**What you have to do**
Scale the items below from the line containing "Crowdworker instructions — please locate every distant cliff" down to the line containing "[400, 312, 413, 381]", both included. Rewrite each of those lines with the wording unchanged, multiplying every bounding-box coordinate by 0.2 and rounding to whole numbers with halves rounded up.
---
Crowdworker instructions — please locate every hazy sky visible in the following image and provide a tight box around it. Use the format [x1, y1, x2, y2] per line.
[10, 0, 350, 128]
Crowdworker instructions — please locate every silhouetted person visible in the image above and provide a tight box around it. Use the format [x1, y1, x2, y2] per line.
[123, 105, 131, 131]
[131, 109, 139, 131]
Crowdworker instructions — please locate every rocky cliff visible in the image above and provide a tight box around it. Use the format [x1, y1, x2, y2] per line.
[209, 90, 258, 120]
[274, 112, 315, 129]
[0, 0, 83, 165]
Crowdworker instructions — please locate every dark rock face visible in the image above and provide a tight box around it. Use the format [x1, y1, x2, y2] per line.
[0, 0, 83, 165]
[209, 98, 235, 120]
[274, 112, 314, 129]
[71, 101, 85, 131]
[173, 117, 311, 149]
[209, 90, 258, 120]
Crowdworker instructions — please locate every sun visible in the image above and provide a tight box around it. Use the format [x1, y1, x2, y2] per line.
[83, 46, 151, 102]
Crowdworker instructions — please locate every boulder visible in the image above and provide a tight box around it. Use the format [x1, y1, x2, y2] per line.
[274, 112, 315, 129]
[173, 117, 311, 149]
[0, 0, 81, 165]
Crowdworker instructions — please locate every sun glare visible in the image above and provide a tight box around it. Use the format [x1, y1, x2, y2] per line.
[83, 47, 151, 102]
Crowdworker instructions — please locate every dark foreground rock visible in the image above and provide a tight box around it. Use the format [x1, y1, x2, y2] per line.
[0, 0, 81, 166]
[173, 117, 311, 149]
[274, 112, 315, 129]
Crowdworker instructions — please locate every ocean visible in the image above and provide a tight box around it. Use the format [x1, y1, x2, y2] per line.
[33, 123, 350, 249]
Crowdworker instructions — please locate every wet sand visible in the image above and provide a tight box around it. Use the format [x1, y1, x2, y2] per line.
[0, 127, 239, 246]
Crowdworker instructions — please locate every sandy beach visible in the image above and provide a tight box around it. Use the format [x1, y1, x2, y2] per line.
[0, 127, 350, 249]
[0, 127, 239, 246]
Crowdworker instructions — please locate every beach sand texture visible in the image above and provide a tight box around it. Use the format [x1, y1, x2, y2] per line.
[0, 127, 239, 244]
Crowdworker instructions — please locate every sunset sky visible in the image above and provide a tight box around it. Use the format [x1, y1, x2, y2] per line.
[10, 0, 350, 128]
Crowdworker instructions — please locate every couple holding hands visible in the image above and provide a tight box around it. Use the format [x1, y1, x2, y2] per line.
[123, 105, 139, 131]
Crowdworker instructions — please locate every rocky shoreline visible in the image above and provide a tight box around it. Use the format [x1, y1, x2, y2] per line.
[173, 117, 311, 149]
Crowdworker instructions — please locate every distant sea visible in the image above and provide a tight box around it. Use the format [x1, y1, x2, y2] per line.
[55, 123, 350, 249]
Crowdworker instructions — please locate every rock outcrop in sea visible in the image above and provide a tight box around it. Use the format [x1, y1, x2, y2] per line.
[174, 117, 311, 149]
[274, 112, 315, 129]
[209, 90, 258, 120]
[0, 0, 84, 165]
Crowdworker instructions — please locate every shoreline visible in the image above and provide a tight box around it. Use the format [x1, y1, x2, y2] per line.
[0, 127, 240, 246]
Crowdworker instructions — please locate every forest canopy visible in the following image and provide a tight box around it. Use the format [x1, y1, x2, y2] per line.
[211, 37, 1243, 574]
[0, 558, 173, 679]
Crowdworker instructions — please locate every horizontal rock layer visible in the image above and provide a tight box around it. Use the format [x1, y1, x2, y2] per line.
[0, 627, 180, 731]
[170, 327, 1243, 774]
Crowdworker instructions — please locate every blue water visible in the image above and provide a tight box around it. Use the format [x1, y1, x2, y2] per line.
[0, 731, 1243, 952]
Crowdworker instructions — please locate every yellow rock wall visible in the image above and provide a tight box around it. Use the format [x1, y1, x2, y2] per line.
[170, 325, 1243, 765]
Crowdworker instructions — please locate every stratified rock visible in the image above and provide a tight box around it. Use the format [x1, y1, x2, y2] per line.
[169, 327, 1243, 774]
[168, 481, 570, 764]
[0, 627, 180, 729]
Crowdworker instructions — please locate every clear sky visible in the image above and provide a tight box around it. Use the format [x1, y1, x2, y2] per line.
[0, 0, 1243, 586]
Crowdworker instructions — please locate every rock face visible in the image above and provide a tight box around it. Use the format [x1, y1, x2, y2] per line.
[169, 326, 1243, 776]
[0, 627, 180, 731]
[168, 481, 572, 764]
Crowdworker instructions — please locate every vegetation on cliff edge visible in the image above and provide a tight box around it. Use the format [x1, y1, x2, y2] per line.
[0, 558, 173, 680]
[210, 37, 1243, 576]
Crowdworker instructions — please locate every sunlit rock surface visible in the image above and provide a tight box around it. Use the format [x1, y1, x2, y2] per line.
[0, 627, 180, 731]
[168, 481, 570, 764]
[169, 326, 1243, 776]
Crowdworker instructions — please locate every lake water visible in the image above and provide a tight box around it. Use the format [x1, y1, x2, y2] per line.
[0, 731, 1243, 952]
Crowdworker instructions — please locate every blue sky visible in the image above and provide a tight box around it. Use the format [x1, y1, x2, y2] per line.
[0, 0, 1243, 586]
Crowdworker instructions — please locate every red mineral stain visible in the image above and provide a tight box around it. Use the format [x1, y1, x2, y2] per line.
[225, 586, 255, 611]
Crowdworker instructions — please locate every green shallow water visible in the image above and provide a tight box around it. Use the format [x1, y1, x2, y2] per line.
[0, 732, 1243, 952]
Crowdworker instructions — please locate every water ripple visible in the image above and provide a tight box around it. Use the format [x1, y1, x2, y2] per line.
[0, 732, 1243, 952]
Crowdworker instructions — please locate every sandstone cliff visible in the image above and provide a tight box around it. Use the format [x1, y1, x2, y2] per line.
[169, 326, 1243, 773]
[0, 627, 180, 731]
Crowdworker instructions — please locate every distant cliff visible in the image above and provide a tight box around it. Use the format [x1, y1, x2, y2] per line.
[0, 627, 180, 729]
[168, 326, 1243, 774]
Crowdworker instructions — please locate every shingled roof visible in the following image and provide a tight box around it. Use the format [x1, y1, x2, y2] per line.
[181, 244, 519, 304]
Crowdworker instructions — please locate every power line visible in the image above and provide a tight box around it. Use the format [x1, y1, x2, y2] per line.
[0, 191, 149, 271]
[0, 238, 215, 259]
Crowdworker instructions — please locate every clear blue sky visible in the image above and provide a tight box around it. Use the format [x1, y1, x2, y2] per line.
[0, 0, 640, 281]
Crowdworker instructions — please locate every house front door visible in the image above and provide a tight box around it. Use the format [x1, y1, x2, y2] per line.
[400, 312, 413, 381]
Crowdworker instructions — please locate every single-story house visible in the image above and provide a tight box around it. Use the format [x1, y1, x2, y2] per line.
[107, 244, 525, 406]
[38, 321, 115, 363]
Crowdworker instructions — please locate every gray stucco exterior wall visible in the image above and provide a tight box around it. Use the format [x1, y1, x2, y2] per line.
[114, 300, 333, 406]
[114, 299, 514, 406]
---
**Full answer**
Crowdworker instructions — please locate every distant cliff visible in the image above and provide a tight box around it. Use the format [x1, y1, x2, y2] per line.
[0, 125, 36, 146]
[34, 65, 249, 155]
Crowdworker instructions — please locate every shingled roof visible in the following image and provide a tight box around it. Use the format [x1, y1, x2, y2] per line.
[36, 49, 104, 61]
Crowdworker instructions — please locate every power line visible in the image above and provide a tight box around it. Use the format [x1, y1, x2, y2] per line.
[0, 38, 30, 54]
[0, 48, 43, 52]
Crowdworker instructions — please locate every clear blue sky visible in the image above and provide a tight box around it. Use the format [x1, y1, x2, y2] per line.
[0, 0, 128, 56]
Crowdworker instructions — please locate every house front door visible in the image above and provide a tight box around it. Use the format [x1, y1, x2, y2] per line.
[80, 62, 83, 76]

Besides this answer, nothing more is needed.